*PROBLEM SET:*
1 – From the A-100 review, transcribe the passage starting with "A-100: Weeks 4" and going on through "and so forth.".
2 – For each statement (a), (b), and (c), decide whether it agrees with the A-100 review. Answer yes or no, and quote the words from the A-100 review that decide it.
(a) The class's offsite retreat took place in West Virginia.
(b) On the bid lists, each job was ranked high, medium, or low.
(c) The bid lists covered 116 jobs in 57 countries.

*TEXT EXCERPT:*
====

A-100: Weeks 4 and 5 in Review

It’s Flag Day Eve. Yes, as anyone who has entered the Foreign Service knows, that’s a thing.

Tomorrow at 15:30 EDT, in front of friends, family, and classmates, each member of the 178th Generalist Class of new diplomats will be called one by one to the front of a large room and handed a flag, and a folder containing a training schedule. The flag will be that of the country where we will serve our first overseas assignment, and the training schedule will tell us whether we’re going to post in a matter of several weeks, next summer, or anytime in between.

We turned in our bid lists a couple of weeks ago, with each job ranked either high, medium, or low. However, all of us know that we could end up with any of the 116 jobs in any of the 47 countries on our lists. Needs of the service, and so forth.

Not sure how much some of us will be sleeping tonight.

Myself, I feel eerily calm. I feel excited deep down, but in a content way. I am keenly aware that my placement is a done deal and I am confident that I will make the best of any assignment I receive. It’s unusually fatalistic of me, but then again, despite my need for planning and order, I am the one who signed up to be a Peace Corps Volunteer in 2001 and checked the “send me where I’m needed” box (or whatever they called it back then).

At the end of the day, despite all of my research, I don’t pretend to know how my life would really be in Moscow, in Cairo, in Ho Chi Minh City. When I received my Peace Corps assignment and saw “Former Yugoslav Republic of Macedonia,” my first thought was, where? And look how serving there irreversibly changed my life for the better.

But let me back up, and talk about the last two weeks, which for me, have been the most challenging part of A-100 to date.

Week 4 began with our offsite retreat on July 21-22. This trip has been called “The Woods” by previous classes. I think it is typically held in West Virginia, although ours was in Pennsylvania. I was expecting midnight walks, trust falls and campfires, but it was more like…team-building exercises, embassy simulations and leadership development. And a 90 minute follies session that roasted mostly everyone in the class. It was absolutely hilarious, and way more than I was expecting. The committee that worked on it did a tremendous, outstanding job. I can hardly imagine where they found the time.

====

*ENTRIES SUPPLIED:*
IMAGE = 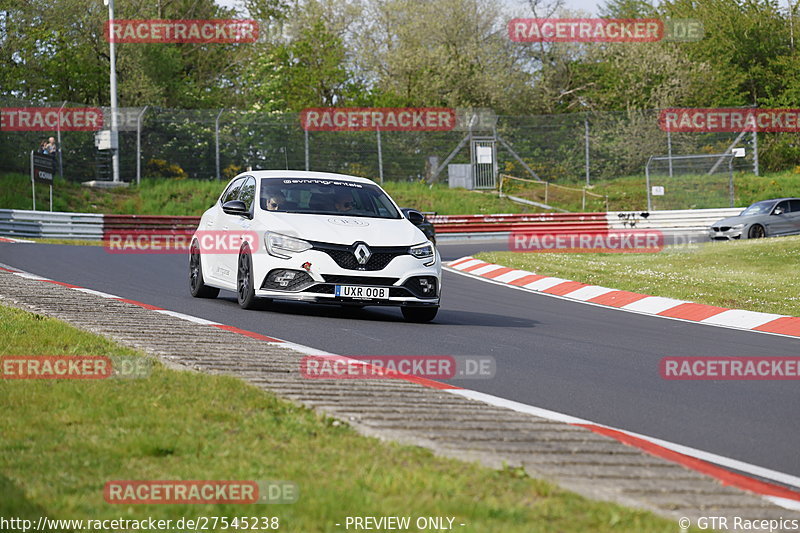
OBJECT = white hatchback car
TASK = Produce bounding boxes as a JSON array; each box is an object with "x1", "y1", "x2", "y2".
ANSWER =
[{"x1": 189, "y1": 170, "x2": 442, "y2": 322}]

====

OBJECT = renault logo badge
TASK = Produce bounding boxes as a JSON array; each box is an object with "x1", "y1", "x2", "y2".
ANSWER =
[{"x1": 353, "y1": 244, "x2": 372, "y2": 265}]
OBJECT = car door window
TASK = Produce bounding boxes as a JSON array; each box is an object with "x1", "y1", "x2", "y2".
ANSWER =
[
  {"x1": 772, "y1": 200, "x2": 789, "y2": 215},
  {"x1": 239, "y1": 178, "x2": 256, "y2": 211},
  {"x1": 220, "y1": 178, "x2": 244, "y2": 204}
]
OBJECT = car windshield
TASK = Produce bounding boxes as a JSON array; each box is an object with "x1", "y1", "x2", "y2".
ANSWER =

====

*SOLUTIONS PER TASK:*
1 –
A-100: Weeks 4 and 5 in Review

It’s Flag Day Eve. Yes, as anyone who has entered the Foreign Service knows, that’s a thing.

Tomorrow at 15:30 EDT, in front of friends, family, and classmates, each member of the 178th Generalist Class of new diplomats will be called one by one to the front of a large room and handed a flag, and a folder containing a training schedule. The flag will be that of the country where we will serve our first overseas assignment, and the training schedule will tell us whether we’re going to post in a matter of several weeks, next summer, or anytime in between.

We turned in our bid lists a couple of weeks ago, with each job ranked either high, medium, or low. However, all of us know that we could end up with any of the 116 jobs in any of the 47 countries on our lists. Needs of the service, and so forth.

2 –
(a) No: "I think it is typically held in West Virginia, although ours was in Pennsylvania."
(b) Yes: "with each job ranked either high, medium, or low"
(c) No: "any of the 116 jobs in any of the 47 countries on our lists"